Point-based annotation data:
'''

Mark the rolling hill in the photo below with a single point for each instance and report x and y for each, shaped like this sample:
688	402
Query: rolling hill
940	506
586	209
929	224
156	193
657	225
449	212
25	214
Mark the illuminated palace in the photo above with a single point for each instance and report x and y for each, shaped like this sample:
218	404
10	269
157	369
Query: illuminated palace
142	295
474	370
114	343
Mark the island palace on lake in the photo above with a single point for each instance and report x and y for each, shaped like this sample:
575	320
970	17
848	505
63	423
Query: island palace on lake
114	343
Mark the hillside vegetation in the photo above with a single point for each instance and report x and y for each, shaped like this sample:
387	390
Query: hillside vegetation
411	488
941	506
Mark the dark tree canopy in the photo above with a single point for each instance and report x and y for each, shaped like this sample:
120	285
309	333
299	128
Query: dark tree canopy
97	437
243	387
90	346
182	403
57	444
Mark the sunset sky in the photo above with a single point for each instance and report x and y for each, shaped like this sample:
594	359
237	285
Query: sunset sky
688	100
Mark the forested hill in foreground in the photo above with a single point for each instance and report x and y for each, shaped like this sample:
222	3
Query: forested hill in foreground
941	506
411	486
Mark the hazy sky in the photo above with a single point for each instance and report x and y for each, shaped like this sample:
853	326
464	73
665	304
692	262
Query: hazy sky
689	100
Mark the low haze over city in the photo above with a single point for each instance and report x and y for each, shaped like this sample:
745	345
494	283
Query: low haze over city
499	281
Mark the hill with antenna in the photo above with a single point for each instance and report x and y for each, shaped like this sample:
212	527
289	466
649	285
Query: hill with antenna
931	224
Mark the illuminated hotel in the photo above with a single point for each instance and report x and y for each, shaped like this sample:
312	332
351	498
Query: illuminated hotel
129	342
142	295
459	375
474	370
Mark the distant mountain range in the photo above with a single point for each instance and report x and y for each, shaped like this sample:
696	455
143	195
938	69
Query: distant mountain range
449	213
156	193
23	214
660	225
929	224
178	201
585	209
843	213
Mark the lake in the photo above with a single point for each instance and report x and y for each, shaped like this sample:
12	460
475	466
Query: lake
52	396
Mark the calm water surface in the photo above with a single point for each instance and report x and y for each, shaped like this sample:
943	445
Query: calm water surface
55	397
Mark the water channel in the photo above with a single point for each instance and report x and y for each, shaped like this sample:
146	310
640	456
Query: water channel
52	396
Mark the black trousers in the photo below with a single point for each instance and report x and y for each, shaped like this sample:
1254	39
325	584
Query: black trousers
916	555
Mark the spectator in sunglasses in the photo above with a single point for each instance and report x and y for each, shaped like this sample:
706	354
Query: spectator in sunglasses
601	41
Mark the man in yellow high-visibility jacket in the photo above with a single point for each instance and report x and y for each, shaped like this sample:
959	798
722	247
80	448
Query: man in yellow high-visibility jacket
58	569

'''

▶ Short task
Copy out the data shown above without altering anything.

▶ Written reply
Mark the rolling hill in the photo below with a single point for each instance and report x and y for each, shaped like this sample:
688	402
Query: rolling hill
940	506
586	209
929	224
156	193
657	225
449	212
25	214
Mark the illuminated palace in the photo above with a single point for each instance and report x and y for each, shaped like this sample:
218	404
10	269
157	369
Query: illuminated palace
142	295
474	370
114	343
Mark the island palace on lake in the photo above with a single point for each instance and report x and y for each, shaped like this sample:
575	320
970	17
848	505
63	423
Query: island palace on lake
114	343
Mark the hillside vegetation in the photo above with a single point for each instance and report x and y for each, shaped like this sample:
387	390
Query: hillside vegetation
411	488
941	506
Mark the dark tree canopy in the photo above with a single point for each instance and report x and y for each, shaped like this sample:
120	285
309	333
299	128
Query: dark tree canopy
97	437
243	387
90	346
182	403
57	444
Mark the sunset sky in the photo above with a single point for each instance and report x and y for each, shaped like this sample:
594	359
237	285
Query: sunset sky
688	100
Mark the forested hill in foreground in the photo above with a single point for each instance and report x and y for each, shaped like this sample:
222	3
Query: forested hill in foreground
941	506
411	486
Mark the hazy sky in the photo above with a single point for each instance and report x and y for each, shaped like this sample:
853	326
464	73
665	304
692	262
Query: hazy sky
689	100
Mark the low haze over city in the photo above with a single point for each instance and report x and y for each, shaped like this sample:
745	345
494	283
Query: low haze over city
499	281
Mark the hill with antenna in the photo above with a single point for each instance and report x and y for each, shaped like this sample:
212	527
289	466
649	285
Query: hill with antenna
931	224
Mark the illuminated hotel in the photo above with a single point for each instance and report x and y for each, shaped like this sample:
312	332
351	498
Query: illuminated hotel
129	342
142	295
459	375
474	370
Mark the distant mountain range in the photo above with a single point for each instance and report x and y for each, shaped like this sample:
696	455
143	195
938	69
Query: distant mountain range
449	213
156	193
23	214
660	225
929	224
178	201
585	209
843	213
Mark the lake in the photo above with a single point for each instance and report x and y for each, shaped like this sample:
12	460
475	466
Query: lake
52	396
Mark the calm water surface in the photo above with a single point for each instance and report x and y for each, shaped like this sample:
943	445
Query: calm water surface
55	397
Mark the water channel in the photo above with a single point for each instance and report x and y for each, shaped like this sample:
146	310
640	456
Query: water channel
52	396
Mark the black trousers in the photo below with a single point for each instance and report x and y for each, shaped like this sample:
1254	39
325	584
Query: black trousers
916	555
Mark the spectator in sunglasses in the photo above with a single point for each instance and report x and y for each, shaped like this sample:
706	354
Query: spectator in sunglasses
601	41
Mark the man in yellow high-visibility jacket in the photo above with a single point for each instance and report x and y for each, shaped like this sample:
959	798
722	247
80	448
Query: man in yellow high-visibility jacket
58	569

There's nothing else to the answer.